[Extracted records]
------------------------------------------------------------------------
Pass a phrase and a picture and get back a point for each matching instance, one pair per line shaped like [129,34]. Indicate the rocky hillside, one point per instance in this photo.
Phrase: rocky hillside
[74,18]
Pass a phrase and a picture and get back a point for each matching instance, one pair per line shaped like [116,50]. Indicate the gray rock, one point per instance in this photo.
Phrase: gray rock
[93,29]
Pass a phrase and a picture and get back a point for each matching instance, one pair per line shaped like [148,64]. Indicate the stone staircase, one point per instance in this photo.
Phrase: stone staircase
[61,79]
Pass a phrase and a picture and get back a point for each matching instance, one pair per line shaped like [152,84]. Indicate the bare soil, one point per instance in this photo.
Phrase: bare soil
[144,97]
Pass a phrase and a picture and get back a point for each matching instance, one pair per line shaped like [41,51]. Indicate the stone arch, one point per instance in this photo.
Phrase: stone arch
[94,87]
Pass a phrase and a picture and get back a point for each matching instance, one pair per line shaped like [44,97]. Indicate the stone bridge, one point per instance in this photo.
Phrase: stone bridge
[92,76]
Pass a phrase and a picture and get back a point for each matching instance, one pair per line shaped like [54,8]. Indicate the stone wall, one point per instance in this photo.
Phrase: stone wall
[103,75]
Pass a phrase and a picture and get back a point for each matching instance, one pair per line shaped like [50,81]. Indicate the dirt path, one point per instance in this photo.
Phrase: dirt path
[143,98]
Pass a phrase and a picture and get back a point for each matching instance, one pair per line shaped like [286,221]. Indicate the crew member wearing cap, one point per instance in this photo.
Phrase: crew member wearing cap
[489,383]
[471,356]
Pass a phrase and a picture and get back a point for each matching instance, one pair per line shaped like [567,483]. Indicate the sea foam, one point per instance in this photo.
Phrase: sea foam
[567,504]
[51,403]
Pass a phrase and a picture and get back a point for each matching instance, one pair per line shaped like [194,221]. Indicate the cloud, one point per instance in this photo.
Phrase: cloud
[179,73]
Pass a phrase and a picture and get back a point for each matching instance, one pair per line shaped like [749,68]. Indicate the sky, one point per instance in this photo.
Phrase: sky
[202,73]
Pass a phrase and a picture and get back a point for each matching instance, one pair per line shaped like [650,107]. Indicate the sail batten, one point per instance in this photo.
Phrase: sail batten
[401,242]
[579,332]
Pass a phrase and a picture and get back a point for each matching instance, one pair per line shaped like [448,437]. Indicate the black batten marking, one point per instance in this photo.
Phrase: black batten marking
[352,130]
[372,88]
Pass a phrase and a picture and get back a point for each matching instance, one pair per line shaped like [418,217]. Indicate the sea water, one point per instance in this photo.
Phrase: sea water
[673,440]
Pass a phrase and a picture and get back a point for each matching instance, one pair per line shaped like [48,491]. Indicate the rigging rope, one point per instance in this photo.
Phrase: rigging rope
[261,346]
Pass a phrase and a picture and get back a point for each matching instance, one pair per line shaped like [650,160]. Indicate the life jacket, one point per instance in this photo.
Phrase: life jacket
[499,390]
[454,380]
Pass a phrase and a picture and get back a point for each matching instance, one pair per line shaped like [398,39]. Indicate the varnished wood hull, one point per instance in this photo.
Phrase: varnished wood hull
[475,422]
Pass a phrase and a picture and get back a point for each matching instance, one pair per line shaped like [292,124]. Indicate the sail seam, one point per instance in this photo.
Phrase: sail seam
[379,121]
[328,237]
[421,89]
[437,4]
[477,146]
------------------------------------------------------------------------
SET PROBLEM → Output all of the data again, exactly.

IN RESPONSE →
Pass a phrase and a picture and get back a point for each matching instance, one pair per line shaped like [129,34]. Indicate the rocky hillside, one point per instance in this photo.
Phrase: rocky hillside
[74,18]
Pass a phrase and a picture and get back a point for each matching instance, one pair per line shaped like [116,50]. Indicate the gray rock, one point per instance in this photo.
Phrase: gray rock
[93,29]
Pass a phrase and a picture and get back a point for each matching instance, one pair per line shaped like [148,64]. Indicate the stone staircase, one point per instance in this photo.
Phrase: stone staircase
[61,79]
Pass a phrase and a picture and get back a point for each matching instance, one pair per line shaped like [152,84]. Indicate the bare soil, one point per instance in this photo.
Phrase: bare soil
[144,97]
Pass a phrase and a picture and get back a point for each matching instance, one pair per line shaped like [41,51]. Indicate the stone arch, one point per instance in this photo.
Phrase: stone arch
[94,87]
Pass a phrase and a picture and get back a point for each matching instance, one pair per line shaped like [44,97]. Indicate the stone bridge, one point per instance in this photo.
Phrase: stone bridge
[92,76]
Pass a phrase and a picture and get back a point for each matching instance, one pair per line shaped like [54,8]. Indicate the stone wall, one point per instance in this photo.
Phrase: stone wall
[103,75]
Pass a phrase and a picture and get back a point for each matching instance, one pair per line shaped like [50,81]. Indicate the dirt path, one point per instance in this photo.
Phrase: dirt path
[143,98]
Pass a phrase and a picture and get back a point for each matching instance, one pair per line shaped like [286,221]. Indicate the crew member wearing cap, one point per instance in this photo.
Phrase: crew member wearing cap
[489,383]
[471,356]
Pass a phrase and a picture and get back a point for each matching instance, one pair per line shaped like [567,483]. Indicate the sea foam, one point per instance in this photo.
Phrase: sea foam
[567,504]
[51,403]
Pass a phrase and a picture and get back a point for each matching instance, one pair per line shaped like [194,221]. Indicate the cloud, one point per instance in this photo.
Phrase: cloud
[179,73]
Pass a phrase and a picture and get back a point for each matching instance, one pair per line shaped like [749,68]. Indicate the sky, one point per instance in this photo.
Phrase: sky
[202,73]
Pass a phrase and a picture and get back a point for each matching instance, one pair per line shaped like [650,107]. Indicate the sail batten, one point per instance in this photo.
Phrase: sail batten
[401,242]
[579,332]
Pass a phrase and a picture and get back a point for each matching instance, one pair per line shaped like [448,437]. Indicate the black batten marking, one point per instance in this photo.
Phrase: black batten marking
[352,130]
[372,88]
Pass a phrase and a picture and get back a point for each matching instance, one pair per line shaped like [418,217]. Indicate the sea water, one point per instance in this photo.
Phrase: sea water
[673,440]
Pass a phrase and a picture and get back a point for each matching instance, one pair per line shaped like [48,491]. Indicate the rigging rope, one point per instance in this photo.
Phrase: rigging rope
[261,346]
Pass a phrase and a picture and get back a point for each matching instance, one pair per line shaped like [650,160]. Indicate the life jacket, one point per instance in this photo.
Phrase: life jacket
[499,390]
[454,380]
Pass a phrase and a picture and get back a point for each matching instance, one pair per line shaped like [398,39]. Indicate the varnished wood hull, one point per instance in this photo.
Phrase: varnished wood hull
[475,422]
Pass a phrase and a picture and get back a point for each matching instance, one pair per line shaped like [292,124]. Indicate the sail seam, one point per instance in this photo.
Phrase: sail seam
[379,121]
[328,237]
[421,89]
[437,4]
[477,146]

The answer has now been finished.